▸ Texte source
Première récolte à Kourientine et à Kirili
Publié le 20 Décembre 2014
Lors de mon petit séjour à Kourientine en septembre dernier, j'avais aidé les villageois à retaper quelques ruches à cadres récupérées d'un vieux projet et qui étaient restées sans soin pendant 2 ans. Certaines s'étaient peuplées naturellement, d'autres non... mais personne n'avait osé les toucher par manque de connaissance. Après une rapide visite de l'intérieur des ruches (première expérience éprouvante pour mes deux assistants Moussa et Hamady !), j'avais pu constater le problème : les ruches étaient pleines à craquer, et les abeilles avaient évidemment construit dans tous les sens, sans amorce, créant un imbroglio inextricable autour des fils de fer à nu. Nous récoltâmes alors quelques morceaux de rayons afin de libérer un peu de place : des rayons tellement noirs que le miel "propolisé" piquait plus que du piment !

▸ Données
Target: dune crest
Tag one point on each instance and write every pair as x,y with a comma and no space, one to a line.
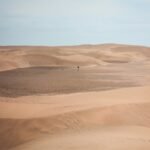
47,102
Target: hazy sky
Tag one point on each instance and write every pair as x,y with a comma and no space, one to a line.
70,22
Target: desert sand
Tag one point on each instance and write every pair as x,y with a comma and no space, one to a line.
47,103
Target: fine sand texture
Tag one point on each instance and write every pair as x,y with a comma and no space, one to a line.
47,102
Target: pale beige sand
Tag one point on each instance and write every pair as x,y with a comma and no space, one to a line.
124,109
47,104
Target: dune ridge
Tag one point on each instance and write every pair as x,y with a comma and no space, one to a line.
47,103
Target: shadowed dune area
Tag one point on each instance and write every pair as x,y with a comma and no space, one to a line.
46,102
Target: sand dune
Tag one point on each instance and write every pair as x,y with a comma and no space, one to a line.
46,103
20,57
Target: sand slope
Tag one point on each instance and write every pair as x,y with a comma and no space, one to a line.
44,116
46,103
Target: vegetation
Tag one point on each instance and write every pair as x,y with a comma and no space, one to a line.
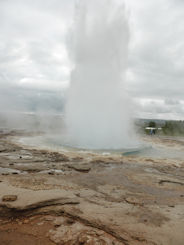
152,124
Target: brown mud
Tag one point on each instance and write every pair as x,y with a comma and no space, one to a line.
74,198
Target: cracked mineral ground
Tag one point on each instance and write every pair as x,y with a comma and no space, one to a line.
74,198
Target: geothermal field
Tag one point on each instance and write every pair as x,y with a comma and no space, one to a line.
88,176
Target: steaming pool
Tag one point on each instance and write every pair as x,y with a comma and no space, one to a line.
147,148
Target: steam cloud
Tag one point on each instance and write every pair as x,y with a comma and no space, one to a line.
98,108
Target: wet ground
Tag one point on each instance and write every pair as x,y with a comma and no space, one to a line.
50,197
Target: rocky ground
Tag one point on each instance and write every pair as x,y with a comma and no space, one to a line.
85,198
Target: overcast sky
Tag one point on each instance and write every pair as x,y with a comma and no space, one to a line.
35,68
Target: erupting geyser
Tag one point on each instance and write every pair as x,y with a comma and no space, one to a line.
98,109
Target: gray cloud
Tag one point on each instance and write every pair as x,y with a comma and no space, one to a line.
34,59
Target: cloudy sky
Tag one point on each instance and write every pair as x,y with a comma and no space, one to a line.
35,68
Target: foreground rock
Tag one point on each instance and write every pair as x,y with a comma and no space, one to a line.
89,198
9,198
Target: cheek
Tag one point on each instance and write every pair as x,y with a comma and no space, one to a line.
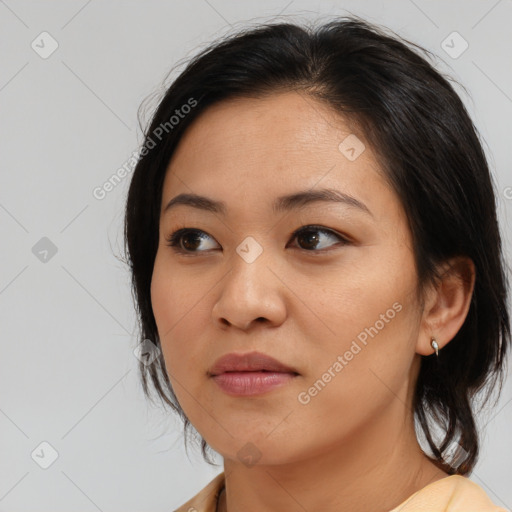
173,303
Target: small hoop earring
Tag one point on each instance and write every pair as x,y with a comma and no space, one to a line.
435,346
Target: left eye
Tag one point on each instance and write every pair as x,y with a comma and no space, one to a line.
186,240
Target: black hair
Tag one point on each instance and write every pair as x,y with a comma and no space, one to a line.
431,155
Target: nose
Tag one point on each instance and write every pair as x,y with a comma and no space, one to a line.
251,292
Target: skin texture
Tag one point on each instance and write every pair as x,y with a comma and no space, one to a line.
353,445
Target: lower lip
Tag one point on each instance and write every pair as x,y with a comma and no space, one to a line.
251,383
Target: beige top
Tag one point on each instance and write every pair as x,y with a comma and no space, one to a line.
453,493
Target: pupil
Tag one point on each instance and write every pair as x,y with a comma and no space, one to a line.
187,245
312,239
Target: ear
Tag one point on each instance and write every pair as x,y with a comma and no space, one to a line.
446,304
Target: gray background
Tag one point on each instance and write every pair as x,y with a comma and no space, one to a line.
68,121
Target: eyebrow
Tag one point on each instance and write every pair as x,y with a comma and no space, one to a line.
286,203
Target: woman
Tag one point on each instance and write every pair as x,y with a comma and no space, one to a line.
316,258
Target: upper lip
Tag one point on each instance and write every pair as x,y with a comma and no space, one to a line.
252,361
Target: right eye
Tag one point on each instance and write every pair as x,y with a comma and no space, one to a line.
186,240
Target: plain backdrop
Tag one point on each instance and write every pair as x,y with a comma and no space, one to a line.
72,77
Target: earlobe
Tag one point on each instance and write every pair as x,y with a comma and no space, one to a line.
447,306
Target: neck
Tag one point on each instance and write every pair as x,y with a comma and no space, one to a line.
376,469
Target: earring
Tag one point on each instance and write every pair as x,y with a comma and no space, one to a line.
435,346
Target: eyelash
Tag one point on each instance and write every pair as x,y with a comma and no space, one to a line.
173,240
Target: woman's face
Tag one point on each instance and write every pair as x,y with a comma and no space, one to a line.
336,303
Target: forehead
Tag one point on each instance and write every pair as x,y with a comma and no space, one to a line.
249,150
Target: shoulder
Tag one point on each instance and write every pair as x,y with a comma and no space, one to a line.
206,499
454,493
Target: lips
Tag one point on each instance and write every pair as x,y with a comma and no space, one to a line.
250,362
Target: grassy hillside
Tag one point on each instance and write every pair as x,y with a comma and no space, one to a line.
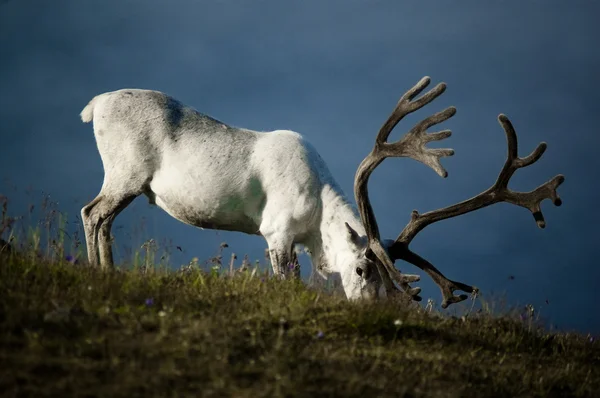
68,330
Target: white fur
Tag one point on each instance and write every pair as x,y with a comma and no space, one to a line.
210,175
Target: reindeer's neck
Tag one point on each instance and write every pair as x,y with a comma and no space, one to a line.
329,252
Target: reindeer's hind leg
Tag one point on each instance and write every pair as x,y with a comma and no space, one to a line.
110,209
100,214
89,228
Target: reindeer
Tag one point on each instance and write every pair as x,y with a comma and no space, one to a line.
275,184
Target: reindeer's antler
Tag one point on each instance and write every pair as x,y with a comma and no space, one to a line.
412,145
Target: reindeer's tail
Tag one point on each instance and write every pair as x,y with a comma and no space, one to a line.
87,114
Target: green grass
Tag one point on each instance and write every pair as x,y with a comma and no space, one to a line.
68,330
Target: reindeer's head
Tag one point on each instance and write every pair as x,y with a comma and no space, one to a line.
373,254
361,279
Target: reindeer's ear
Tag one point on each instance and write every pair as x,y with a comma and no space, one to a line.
353,237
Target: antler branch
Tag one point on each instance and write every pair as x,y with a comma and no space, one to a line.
411,145
498,192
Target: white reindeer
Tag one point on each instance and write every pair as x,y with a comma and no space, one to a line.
211,175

▸ Objectif 1
Répondez brièvement à chacune des questions suivantes d'après le texte source :
(a) En quel mois le séjour à Kourientine a-t-il eu lieu ?
(b) Combien de temps les ruches à cadres étaient-elles restées sans soin ?
(c) À quoi le miel « propolisé » est-il comparé ?
▸ Objectif 2
Relevez tous les noms de lieux et de personnes qui figurent dans le texte source, titre compris.

▸ Réponse 1
(a) En septembre.
(b) Pendant 2 ans.
(c) Au piment : il piquait plus que du piment.

▸ Réponse 2
Kourientine, Kirili, Moussa, Hamady